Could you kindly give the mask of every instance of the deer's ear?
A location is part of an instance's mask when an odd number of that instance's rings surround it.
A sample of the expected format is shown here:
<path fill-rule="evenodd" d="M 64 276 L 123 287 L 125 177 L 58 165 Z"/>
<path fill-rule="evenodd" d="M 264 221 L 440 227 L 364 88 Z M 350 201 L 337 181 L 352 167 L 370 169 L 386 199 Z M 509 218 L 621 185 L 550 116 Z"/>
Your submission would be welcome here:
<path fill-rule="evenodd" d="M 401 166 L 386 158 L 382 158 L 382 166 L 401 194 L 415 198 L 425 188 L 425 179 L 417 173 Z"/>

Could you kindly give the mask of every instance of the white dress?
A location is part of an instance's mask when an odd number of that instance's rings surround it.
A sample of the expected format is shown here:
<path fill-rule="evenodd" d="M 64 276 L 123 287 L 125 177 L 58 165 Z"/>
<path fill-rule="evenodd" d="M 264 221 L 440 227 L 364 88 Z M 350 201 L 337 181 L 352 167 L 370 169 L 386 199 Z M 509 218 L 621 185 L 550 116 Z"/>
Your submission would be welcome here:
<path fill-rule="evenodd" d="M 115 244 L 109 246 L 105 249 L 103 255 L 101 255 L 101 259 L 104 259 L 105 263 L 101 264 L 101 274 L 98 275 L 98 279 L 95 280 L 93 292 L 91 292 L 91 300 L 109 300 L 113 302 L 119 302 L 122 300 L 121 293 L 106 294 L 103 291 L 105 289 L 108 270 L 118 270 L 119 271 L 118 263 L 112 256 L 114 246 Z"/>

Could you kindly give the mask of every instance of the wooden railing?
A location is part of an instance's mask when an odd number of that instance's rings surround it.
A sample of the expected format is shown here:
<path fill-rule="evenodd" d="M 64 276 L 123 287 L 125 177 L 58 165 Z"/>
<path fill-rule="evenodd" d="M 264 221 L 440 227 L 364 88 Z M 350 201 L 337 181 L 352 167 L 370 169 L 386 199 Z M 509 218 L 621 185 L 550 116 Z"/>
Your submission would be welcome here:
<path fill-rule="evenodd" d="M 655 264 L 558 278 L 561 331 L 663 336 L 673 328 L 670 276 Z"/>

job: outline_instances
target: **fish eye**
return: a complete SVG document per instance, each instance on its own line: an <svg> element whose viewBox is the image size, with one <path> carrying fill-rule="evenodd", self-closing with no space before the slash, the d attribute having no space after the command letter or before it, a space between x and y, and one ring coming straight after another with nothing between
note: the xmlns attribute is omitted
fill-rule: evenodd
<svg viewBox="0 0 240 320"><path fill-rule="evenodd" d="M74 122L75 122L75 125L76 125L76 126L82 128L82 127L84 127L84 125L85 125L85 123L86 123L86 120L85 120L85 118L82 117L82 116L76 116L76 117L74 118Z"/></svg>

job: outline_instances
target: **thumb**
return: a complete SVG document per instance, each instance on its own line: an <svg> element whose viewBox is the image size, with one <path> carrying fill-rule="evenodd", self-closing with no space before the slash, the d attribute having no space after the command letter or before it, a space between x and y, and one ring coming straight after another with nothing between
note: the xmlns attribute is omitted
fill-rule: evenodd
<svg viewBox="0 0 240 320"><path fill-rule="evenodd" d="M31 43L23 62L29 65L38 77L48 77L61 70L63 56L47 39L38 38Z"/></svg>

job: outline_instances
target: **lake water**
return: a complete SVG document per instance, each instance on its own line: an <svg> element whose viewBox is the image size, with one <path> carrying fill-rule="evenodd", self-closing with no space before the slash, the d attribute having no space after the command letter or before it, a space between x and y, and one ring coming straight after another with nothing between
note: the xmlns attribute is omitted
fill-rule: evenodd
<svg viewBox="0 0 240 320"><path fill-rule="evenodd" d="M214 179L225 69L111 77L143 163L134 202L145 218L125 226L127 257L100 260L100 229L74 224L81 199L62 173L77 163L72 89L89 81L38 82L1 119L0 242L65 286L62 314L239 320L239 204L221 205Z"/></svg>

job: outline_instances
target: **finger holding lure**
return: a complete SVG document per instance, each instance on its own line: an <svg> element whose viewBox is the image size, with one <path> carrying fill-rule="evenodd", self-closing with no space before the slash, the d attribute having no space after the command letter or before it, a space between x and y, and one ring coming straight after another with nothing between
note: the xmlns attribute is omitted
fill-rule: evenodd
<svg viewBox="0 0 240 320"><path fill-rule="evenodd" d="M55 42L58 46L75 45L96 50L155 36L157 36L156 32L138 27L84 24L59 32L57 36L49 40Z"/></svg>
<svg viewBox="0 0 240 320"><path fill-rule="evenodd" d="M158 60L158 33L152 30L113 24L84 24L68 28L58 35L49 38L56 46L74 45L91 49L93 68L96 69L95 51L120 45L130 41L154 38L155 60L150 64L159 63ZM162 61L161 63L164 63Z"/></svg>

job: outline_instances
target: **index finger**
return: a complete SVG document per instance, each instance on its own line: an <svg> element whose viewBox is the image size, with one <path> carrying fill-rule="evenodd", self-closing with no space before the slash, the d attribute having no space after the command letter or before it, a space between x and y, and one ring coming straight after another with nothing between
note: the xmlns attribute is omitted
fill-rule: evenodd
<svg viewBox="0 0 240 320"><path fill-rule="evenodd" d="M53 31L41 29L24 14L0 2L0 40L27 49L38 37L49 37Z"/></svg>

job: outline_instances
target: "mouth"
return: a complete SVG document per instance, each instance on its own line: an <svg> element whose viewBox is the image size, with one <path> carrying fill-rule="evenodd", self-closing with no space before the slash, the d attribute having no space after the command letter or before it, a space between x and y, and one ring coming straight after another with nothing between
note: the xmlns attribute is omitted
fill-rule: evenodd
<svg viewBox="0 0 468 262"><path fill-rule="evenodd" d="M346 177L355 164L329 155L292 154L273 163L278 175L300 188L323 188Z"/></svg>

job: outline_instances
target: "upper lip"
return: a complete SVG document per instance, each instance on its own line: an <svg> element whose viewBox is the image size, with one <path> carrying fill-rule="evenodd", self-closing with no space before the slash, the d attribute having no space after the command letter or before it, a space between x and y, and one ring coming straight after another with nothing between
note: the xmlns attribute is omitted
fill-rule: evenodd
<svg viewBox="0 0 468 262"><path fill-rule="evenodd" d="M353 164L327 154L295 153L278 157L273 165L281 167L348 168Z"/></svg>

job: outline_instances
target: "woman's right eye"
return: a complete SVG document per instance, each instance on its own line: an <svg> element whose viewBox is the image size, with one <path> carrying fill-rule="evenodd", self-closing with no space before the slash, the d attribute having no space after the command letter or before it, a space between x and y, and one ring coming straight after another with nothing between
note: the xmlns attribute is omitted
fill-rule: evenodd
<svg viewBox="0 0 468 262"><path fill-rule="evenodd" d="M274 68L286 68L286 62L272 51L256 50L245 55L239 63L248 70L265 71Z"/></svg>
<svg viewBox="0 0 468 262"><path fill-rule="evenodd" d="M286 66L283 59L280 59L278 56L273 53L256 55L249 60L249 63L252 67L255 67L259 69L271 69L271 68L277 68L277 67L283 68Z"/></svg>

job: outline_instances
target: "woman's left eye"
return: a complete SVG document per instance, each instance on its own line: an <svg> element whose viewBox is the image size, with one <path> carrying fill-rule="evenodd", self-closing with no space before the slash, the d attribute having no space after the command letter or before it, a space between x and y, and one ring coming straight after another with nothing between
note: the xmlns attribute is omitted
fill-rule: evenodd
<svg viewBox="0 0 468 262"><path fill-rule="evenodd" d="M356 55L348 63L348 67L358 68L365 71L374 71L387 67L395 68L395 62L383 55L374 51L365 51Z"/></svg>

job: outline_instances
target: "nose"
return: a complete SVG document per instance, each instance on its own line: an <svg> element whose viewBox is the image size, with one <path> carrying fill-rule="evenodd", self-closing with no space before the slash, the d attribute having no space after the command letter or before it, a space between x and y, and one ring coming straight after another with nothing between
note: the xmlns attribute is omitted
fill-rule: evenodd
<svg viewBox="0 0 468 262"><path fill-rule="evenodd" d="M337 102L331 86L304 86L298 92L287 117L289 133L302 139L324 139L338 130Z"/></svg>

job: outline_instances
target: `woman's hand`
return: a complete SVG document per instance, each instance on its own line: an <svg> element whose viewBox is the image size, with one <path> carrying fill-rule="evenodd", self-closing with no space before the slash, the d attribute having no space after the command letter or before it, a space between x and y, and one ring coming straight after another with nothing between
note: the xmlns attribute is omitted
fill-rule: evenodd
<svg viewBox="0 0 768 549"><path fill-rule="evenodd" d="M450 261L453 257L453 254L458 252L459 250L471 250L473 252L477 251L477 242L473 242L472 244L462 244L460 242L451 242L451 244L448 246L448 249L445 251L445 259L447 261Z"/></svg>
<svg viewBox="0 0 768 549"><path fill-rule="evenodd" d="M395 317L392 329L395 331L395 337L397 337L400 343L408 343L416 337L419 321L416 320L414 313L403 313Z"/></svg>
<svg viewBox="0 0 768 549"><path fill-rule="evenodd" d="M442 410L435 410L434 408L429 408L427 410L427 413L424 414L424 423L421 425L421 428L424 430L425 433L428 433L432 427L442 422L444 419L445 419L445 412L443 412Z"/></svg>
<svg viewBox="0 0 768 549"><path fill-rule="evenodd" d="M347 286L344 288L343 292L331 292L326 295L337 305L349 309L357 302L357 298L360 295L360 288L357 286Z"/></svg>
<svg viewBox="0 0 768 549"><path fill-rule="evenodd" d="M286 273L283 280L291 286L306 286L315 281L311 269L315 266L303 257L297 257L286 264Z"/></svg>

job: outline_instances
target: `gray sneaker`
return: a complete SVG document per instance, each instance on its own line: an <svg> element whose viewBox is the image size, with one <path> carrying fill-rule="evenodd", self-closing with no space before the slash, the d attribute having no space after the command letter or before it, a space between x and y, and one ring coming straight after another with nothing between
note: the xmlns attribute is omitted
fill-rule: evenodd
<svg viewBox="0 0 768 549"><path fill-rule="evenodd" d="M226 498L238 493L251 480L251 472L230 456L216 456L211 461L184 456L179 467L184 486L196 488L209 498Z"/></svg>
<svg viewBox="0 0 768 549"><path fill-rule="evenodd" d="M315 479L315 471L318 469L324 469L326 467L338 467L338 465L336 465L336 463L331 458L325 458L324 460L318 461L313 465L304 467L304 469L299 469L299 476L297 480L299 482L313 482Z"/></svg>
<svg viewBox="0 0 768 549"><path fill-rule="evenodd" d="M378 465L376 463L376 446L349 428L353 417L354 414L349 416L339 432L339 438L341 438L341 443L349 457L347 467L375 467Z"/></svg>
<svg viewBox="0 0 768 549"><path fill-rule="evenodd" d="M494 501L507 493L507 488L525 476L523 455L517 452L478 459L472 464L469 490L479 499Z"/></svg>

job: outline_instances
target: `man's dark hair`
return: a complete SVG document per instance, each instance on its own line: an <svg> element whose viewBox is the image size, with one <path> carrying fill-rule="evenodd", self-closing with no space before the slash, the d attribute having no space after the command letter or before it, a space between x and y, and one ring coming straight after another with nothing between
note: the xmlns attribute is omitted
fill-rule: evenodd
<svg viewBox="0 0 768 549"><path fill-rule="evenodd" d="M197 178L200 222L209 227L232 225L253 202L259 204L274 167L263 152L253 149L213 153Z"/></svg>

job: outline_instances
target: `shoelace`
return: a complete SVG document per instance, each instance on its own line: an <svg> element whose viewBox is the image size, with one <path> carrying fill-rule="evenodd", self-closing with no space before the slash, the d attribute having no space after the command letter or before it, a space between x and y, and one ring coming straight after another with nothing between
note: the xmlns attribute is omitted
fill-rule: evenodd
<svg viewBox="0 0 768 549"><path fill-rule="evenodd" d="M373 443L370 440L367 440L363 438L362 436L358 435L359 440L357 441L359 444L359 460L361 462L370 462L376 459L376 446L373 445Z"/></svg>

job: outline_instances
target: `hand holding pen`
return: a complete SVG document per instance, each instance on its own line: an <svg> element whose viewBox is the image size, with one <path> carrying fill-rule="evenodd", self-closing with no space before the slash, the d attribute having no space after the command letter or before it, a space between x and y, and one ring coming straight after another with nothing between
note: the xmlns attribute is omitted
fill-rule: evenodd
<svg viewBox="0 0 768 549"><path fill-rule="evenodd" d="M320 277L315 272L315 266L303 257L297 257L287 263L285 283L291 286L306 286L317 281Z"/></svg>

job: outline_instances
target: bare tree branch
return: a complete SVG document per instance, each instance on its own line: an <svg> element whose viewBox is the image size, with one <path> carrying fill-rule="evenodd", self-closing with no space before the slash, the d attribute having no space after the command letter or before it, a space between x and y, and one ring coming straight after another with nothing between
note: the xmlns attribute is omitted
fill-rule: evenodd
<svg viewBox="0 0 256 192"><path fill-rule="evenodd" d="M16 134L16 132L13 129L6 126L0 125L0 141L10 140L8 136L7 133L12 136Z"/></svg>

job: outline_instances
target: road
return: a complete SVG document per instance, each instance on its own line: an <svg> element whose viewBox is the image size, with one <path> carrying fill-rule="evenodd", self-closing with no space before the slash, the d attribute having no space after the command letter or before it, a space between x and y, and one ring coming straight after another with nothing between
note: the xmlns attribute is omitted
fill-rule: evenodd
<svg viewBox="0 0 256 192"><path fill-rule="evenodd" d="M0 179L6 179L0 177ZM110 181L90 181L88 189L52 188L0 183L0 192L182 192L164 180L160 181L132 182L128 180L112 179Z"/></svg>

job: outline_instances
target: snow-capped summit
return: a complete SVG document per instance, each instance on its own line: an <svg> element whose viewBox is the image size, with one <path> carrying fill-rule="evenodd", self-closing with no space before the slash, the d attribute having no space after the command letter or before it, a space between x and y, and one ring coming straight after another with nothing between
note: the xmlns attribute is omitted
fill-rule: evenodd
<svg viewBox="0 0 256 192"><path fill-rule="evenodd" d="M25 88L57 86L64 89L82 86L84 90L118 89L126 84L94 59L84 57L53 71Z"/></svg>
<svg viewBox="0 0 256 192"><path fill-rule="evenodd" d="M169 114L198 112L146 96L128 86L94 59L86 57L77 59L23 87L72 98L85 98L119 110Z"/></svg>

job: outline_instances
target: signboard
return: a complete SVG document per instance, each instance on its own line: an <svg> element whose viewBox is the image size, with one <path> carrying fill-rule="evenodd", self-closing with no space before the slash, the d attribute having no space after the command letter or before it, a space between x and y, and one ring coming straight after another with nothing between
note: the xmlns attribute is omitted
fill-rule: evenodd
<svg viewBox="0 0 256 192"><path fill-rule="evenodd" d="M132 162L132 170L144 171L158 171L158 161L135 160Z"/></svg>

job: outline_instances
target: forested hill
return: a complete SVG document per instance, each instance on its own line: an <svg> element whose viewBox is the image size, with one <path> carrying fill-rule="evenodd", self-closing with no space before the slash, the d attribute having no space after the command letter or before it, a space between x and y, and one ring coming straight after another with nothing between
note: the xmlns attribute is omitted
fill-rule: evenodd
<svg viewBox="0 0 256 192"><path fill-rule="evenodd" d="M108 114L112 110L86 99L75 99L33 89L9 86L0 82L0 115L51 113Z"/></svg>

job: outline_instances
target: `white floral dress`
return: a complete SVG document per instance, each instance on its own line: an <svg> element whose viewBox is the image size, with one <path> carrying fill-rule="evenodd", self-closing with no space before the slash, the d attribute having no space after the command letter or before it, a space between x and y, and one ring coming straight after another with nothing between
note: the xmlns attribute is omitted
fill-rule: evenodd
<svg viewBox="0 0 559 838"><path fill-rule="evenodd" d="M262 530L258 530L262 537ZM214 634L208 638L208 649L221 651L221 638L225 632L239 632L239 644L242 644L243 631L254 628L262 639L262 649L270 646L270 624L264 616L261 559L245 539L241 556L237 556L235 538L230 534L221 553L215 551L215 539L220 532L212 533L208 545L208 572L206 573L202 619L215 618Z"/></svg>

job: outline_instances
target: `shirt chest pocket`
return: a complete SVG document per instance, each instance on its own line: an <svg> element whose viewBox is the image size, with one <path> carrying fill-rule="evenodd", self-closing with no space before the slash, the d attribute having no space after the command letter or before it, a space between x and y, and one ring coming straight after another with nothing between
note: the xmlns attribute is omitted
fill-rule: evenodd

________

[What you should do] Put everything from the start of the records above down to and including the line containing "401 166 L 386" into a JSON list of strings, one string per line, with blank lines left out.

[Answer for the task]
[
  "Could you kindly give the mask of every instance of the deer's ear?",
  "A location is part of an instance's mask when an odd number of that instance's rings surround it.",
  "A sample of the expected format is shown here:",
  "<path fill-rule=\"evenodd\" d=\"M 64 276 L 123 287 L 125 177 L 58 165 Z\"/>",
  "<path fill-rule=\"evenodd\" d=\"M 264 221 L 440 227 L 364 88 Z M 350 201 L 337 181 L 352 167 L 370 169 L 386 199 Z M 509 218 L 621 185 L 550 116 Z\"/>",
  "Your submission would be welcome here:",
  "<path fill-rule=\"evenodd\" d=\"M 401 166 L 386 158 L 382 158 L 382 166 L 401 194 L 415 198 L 425 188 L 425 179 L 417 173 Z\"/>"
]